Problem statement: Please return every line from the entries that has the string "negative" in it.

Segmentation mask data:
----

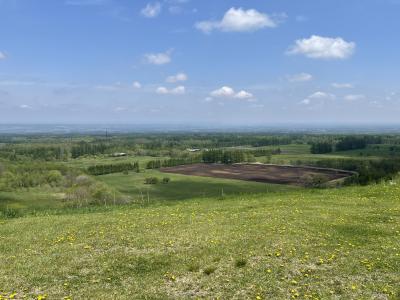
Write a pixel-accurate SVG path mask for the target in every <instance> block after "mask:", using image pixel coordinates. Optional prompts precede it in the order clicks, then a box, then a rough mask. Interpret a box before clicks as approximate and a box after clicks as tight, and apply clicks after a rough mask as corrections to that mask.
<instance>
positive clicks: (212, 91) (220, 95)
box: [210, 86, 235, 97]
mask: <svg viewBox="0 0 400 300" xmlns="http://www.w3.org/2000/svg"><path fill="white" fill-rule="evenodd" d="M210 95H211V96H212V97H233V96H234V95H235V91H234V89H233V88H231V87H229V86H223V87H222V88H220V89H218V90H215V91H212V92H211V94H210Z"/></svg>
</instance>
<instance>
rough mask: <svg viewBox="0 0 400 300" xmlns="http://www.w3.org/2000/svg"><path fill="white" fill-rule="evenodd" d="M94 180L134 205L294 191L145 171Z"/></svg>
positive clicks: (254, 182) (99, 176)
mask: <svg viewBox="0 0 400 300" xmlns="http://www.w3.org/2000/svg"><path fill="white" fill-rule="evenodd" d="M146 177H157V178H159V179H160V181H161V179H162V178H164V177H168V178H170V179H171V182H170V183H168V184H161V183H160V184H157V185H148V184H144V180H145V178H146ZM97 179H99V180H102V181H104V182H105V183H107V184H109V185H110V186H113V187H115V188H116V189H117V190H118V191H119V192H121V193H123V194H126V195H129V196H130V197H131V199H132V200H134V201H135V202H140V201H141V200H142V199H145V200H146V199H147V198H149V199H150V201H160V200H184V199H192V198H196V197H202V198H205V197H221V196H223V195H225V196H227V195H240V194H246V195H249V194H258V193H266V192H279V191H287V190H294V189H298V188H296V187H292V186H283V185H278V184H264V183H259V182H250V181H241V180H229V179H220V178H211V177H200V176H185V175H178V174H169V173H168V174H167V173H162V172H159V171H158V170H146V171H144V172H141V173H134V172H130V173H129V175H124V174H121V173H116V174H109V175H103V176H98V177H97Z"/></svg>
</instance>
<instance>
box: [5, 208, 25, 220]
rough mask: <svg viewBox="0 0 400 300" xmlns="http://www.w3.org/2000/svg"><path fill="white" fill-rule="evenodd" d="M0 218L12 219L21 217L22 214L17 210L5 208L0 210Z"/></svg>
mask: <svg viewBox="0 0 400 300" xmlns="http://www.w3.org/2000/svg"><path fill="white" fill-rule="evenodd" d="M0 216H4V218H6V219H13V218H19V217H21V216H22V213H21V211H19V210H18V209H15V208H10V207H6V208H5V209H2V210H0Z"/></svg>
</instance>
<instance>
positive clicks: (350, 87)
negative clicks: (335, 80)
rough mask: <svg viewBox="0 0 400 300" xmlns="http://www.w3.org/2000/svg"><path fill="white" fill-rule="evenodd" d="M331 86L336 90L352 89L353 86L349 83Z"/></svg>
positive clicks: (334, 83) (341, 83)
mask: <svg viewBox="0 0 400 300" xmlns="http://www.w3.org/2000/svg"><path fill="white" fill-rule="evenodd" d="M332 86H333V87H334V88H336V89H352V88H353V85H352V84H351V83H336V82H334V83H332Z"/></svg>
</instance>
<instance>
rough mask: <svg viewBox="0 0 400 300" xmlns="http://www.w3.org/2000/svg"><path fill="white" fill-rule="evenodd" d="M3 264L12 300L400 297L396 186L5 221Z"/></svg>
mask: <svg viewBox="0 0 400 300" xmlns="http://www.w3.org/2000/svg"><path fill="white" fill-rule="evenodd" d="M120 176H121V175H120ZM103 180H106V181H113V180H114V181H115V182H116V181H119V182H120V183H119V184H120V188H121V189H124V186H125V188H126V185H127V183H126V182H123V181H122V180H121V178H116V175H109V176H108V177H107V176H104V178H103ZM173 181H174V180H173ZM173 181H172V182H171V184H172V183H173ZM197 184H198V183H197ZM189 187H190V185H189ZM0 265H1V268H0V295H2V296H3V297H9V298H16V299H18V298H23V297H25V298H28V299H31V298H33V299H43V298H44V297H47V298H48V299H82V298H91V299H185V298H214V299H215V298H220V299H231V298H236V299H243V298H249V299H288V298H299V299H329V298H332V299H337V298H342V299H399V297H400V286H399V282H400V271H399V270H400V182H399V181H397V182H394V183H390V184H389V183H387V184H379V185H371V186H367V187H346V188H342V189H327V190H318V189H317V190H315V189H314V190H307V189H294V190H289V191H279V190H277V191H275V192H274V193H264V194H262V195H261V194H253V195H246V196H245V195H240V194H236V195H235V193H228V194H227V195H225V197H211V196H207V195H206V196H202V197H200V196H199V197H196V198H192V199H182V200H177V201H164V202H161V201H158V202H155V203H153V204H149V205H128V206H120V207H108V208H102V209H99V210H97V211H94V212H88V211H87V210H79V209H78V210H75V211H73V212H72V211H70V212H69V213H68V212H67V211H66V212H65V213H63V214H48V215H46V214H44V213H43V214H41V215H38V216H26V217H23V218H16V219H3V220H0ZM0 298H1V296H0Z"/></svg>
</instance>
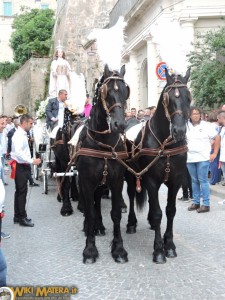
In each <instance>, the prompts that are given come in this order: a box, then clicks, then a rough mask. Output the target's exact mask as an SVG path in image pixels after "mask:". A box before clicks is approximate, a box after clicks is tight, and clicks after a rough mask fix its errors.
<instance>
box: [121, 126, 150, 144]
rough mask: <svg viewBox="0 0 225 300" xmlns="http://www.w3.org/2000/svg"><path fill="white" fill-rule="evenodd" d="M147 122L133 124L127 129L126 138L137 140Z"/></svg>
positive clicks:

----

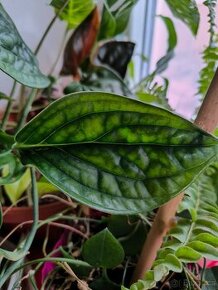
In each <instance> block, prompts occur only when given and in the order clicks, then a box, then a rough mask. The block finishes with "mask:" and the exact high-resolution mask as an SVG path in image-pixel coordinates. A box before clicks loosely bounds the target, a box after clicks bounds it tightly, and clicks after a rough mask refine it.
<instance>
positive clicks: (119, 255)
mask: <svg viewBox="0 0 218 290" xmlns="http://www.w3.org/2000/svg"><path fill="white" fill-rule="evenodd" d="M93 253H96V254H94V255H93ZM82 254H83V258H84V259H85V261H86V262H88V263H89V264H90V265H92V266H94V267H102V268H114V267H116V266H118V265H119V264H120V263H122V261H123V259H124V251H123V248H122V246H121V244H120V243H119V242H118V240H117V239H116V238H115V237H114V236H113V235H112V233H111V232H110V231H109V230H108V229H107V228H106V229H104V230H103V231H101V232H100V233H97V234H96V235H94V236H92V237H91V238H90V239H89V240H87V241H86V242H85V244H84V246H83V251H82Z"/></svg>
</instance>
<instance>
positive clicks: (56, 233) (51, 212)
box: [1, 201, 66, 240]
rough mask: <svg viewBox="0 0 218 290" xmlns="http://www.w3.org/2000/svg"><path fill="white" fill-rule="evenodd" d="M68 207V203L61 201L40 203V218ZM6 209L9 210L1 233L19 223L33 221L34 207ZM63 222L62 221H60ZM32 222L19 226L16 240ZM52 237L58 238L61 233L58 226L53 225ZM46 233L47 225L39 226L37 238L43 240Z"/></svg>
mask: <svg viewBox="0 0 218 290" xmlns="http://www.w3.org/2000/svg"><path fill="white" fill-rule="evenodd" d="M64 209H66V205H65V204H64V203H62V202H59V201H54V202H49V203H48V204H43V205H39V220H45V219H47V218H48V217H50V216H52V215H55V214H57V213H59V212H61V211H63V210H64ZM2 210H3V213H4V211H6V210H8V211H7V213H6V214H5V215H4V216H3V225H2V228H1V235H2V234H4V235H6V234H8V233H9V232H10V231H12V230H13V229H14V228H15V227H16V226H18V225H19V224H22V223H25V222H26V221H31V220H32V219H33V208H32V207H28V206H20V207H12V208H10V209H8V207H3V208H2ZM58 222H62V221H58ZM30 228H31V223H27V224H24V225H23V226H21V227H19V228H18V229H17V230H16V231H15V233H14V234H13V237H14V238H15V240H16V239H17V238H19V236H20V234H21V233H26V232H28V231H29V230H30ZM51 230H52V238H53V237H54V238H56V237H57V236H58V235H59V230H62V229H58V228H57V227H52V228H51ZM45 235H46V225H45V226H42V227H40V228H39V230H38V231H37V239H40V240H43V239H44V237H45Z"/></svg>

----

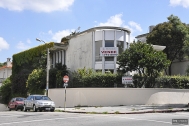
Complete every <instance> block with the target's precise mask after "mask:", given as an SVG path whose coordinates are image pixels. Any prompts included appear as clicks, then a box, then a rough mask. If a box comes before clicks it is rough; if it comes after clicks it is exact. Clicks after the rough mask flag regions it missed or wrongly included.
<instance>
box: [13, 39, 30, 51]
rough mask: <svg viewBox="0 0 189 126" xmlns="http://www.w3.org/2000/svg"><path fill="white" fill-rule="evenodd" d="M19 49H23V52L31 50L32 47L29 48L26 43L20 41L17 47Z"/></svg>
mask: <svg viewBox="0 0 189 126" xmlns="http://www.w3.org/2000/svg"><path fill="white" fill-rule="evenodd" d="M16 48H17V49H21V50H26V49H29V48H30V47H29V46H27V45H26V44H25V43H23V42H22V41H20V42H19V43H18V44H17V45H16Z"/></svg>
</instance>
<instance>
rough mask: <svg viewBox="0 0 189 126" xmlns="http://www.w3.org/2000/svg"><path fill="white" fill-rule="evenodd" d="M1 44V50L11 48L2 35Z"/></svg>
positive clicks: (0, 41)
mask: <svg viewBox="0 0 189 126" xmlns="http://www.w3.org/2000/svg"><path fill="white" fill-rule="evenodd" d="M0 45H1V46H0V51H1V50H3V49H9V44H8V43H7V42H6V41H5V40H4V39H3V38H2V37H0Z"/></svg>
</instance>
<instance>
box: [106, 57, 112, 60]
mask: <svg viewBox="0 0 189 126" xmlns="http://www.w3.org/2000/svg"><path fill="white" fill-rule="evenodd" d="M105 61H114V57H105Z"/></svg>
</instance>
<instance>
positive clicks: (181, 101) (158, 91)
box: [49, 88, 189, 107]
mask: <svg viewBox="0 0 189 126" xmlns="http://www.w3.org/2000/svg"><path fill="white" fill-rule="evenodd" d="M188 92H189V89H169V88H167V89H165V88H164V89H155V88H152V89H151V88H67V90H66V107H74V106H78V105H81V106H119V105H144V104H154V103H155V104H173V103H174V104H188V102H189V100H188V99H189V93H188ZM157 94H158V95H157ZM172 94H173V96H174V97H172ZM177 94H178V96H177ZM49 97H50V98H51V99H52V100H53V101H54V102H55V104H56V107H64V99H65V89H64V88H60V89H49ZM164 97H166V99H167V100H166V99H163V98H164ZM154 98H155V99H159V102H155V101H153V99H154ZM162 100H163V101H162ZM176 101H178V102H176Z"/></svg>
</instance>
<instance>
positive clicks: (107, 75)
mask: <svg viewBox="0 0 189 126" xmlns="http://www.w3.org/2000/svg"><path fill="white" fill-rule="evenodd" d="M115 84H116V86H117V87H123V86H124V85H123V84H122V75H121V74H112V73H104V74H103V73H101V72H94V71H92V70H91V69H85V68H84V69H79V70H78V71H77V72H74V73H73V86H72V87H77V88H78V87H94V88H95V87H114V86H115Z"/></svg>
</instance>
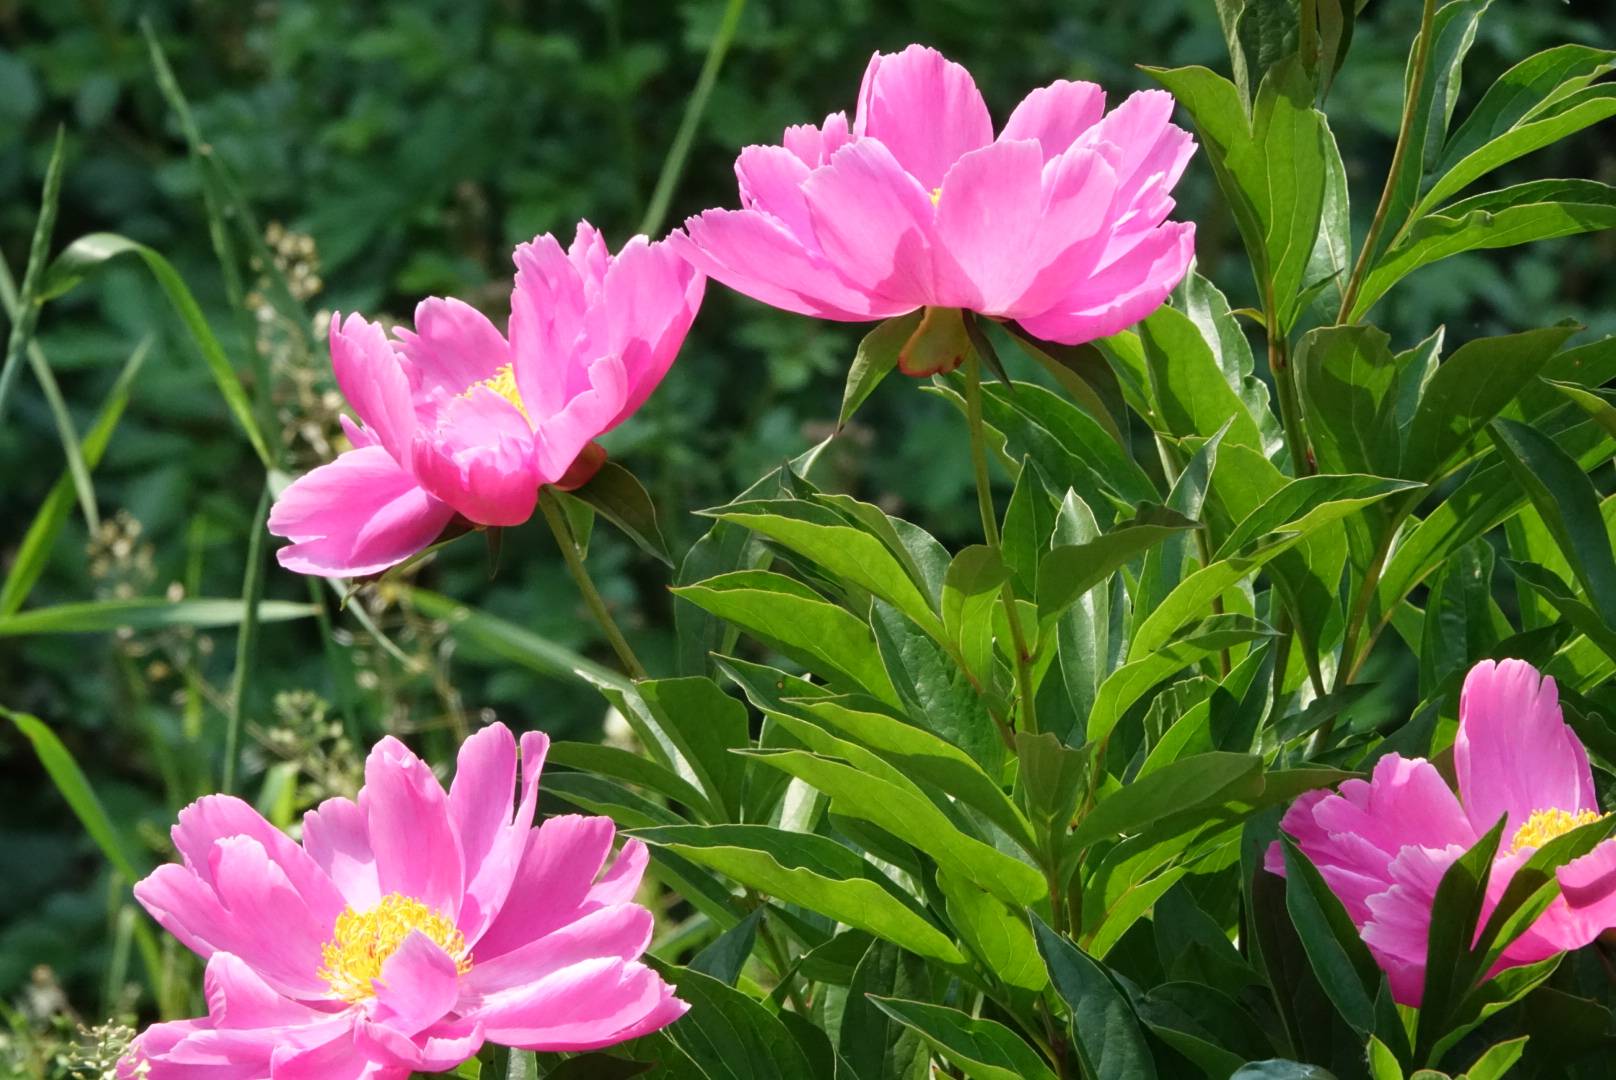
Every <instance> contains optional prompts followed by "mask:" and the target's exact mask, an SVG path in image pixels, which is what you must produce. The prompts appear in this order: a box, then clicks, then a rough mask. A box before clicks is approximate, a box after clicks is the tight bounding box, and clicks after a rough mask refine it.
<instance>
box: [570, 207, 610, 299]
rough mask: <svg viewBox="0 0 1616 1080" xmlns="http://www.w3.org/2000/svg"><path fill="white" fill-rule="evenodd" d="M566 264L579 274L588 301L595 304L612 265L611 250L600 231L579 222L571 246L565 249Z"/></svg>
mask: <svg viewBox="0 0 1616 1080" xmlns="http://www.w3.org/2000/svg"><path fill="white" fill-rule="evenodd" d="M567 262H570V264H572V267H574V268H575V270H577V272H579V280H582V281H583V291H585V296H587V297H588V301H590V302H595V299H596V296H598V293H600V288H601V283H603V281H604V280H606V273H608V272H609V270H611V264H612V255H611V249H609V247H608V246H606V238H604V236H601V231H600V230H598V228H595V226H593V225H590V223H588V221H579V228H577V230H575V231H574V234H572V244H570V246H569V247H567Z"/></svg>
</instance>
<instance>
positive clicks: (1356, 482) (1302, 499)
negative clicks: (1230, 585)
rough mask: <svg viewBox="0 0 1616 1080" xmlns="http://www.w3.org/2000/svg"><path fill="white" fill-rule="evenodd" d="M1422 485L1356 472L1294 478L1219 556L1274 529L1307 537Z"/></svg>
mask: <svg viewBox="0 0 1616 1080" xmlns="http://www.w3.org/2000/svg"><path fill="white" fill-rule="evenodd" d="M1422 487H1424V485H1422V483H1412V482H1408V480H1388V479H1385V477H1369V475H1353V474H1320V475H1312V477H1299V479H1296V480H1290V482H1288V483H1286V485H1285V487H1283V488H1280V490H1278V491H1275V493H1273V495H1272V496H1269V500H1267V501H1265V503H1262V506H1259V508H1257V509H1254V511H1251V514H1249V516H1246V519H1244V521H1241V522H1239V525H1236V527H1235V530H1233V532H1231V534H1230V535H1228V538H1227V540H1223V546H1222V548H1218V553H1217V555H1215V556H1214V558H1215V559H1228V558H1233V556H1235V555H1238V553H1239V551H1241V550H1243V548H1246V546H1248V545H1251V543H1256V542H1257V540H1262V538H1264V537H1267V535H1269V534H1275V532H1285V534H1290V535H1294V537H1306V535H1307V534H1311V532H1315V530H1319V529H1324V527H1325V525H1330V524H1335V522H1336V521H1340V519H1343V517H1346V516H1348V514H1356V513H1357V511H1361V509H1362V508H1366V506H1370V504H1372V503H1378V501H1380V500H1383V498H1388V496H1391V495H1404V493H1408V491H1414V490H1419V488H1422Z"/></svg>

----

Reply to the task:
negative clicks: (335, 80)
negative clicks: (1230, 585)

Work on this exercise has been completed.